Anweisungen:
a) Gib bitte aus dem Artikel über die Debatte in Maastricht die Passage wortgetreu wieder, beginnend mit „Interessante Erkenntnisse für“ und weiter bis einschließlich „sagte die CDU-Politikerin.“.
b) Fasse den Absatz des Artikels über die Debatte in Maastricht, der mit „Niemand interessiert sich offenbar“ beginnt, als kurze Liste seiner wichtigsten Fakten zusammen.
c) Beantworte anhand des Artikels über die Debatte in Maastricht die folgenden Fragen:
(i) In welcher Stadt fand die Debatte der Spitzenkandidaten statt?
(ii) Wie viele Zuschauer beteiligten sich unmittelbar am Ende der Debatte an der Abstimmung?
(iii) Für welche Fraktion im Europaparlament ist Ursula von der Leyen Spitzenkandidatin?

Extrahierter Text:
+ + + + +

Politik

Unter Ausschluss der Öffentlichkeit

Die CDU-Politikerin Ursula von der Leyen kann sich nach der Europawahl eine Zusammenarbeit mit der rechtskonservativen Fraktion EKR im Europaparlament vorstellen. Grüne und Sozialdemokraten sind empört.

  • In Maastricht haben sich die Spitzenkandidaten der Fraktionen im Europaparlament vor der Europawahl im Juni eine  Debatte geliefert. Präsentiert wurde ein interessanter Abend, der aber  auf sehr wenig Interesse stieß.Foto: AFP/MARCEL VAN HOORN

    In Maastricht haben sich die Spitzenkandidaten der Fraktionen im Europaparlament vor der Europawahl im Juni eine Debatte geliefert. Präsentiert wurde ein interessanter Abend, der aber auf sehr wenig Interesse stieß.Foto: AFP/MARCEL VAN HOORN

Niemand interessiert sich offenbar für EU-Politik. Nicht Europas Bürger und auch nicht die öffentlich-rechtlichen Sendeanstalten. Also fand die erste Debatte der Spitzenkandidaten für die Europawahl Anfang Juni praktisch unter Ausschluss der Öffentlichkeit statt. Nur einige Tausend Zuschauer verfolgten im Internet die unter anderem vom Nachrichtenmagazin „Politico“ organisierte Veranstaltung im niederländischen Maastricht. Gerade einmal 983 Zuschauer beteiligten sich unmittelbar am Ende der Debatte an der Abstimmung, wer sich am Montagabend am besten präsentiert hat. Das ist angesichts einer Wahl, bei der über die Zukunft von rund 450 Millionen Menschen entschieden wird, ein Offenbarungseid.

Interessante Erkenntnisse für die Zuschauer

Dabei konnten die Zuschauer, anders als bei vielen nationalen Elefantenrunden, an diesem Abend sehr viel Überraschendes erfahren über die Kandidaten und ihre politischen Programme. Für die größte Aufregung sorgte eine Aussage der amtierenden EU-Kommissionschefin Ursula von der Leyen. Sie ist Spitzenkandidatin der konservativen EVP-Fraktion im Europaparlament und erklärte, dass sie im Falle einer möglichen zweiten Amtszeit eine Kooperation mit der rechtskonservativen Fraktion der Europäischen Konservativen und Reformer (EKR) nicht ausschließe. „Es hängt sehr stark davon ab, wie sich das Parlament zusammensetzt und wer in welcher Fraktion sitzt“, sagte die CDU-Politikerin.

+ + + + +

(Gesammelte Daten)
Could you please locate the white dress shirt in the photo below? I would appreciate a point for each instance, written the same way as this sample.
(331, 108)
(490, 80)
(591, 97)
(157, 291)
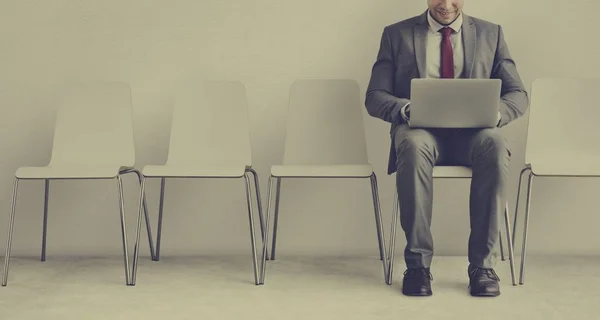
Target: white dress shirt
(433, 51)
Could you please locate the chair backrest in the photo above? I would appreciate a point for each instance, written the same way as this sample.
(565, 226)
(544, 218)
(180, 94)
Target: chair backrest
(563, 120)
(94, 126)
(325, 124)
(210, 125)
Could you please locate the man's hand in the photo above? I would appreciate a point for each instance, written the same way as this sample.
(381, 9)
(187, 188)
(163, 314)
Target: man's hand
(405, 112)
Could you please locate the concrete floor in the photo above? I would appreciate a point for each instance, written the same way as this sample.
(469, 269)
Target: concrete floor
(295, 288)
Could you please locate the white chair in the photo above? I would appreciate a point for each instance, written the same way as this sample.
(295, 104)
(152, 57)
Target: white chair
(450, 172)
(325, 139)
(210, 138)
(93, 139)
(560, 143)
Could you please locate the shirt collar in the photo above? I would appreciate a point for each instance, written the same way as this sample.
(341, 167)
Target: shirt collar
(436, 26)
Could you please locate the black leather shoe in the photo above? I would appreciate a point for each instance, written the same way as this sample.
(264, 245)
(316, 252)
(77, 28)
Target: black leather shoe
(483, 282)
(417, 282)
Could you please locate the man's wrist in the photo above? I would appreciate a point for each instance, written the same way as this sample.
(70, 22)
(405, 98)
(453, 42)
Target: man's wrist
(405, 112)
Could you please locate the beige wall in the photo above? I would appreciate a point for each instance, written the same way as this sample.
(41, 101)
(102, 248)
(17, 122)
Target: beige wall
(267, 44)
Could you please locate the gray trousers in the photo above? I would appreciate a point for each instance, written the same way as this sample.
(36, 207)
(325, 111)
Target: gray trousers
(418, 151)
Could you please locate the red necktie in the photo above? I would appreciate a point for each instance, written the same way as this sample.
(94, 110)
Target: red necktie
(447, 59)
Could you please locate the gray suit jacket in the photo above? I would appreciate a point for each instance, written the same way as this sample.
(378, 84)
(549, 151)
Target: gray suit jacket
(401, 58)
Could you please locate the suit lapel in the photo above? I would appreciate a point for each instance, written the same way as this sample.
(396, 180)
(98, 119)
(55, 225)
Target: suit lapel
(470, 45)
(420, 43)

+ + + + +

Erwartete Antworten:
a)
Interessante Erkenntnisse für die Zuschauer

Dabei konnten die Zuschauer, anders als bei vielen nationalen Elefantenrunden, an diesem Abend sehr viel Überraschendes erfahren über die Kandidaten und ihre politischen Programme. Für die größte Aufregung sorgte eine Aussage der amtierenden EU-Kommissionschefin Ursula von der Leyen. Sie ist Spitzenkandidatin der konservativen EVP-Fraktion im Europaparlament und erklärte, dass sie im Falle einer möglichen zweiten Amtszeit eine Kooperation mit der rechtskonservativen Fraktion der Europäischen Konservativen und Reformer (EKR) nicht ausschließe. „Es hängt sehr stark davon ab, wie sich das Parlament zusammensetzt und wer in welcher Fraktion sitzt“, sagte die CDU-Politikerin.

b)
- Die erste Debatte der Spitzenkandidaten für die Europawahl fand praktisch unter Ausschluss der Öffentlichkeit statt. Weder Europas Bürger noch die öffentlich-rechtlichen Sendeanstalten interessierten sich dafür.
- Nur einige Tausend Zuschauer verfolgten die Veranstaltung im niederländischen Maastricht im Internet. Organisiert wurde sie unter anderem vom Nachrichtenmagazin „Politico“.
- Unmittelbar nach der Debatte stimmten nur 983 Zuschauer darüber ab, wer sich am Montagabend am besten präsentiert hatte.
- Bei der Wahl wird über die Zukunft von rund 450 Millionen Menschen entschieden. Angesichts dessen nennt der Artikel das geringe Interesse einen Offenbarungseid.

c)
(i) Im niederländischen Maastricht.
(ii) 983 Zuschauer.
(iii) Für die konservative EVP-Fraktion.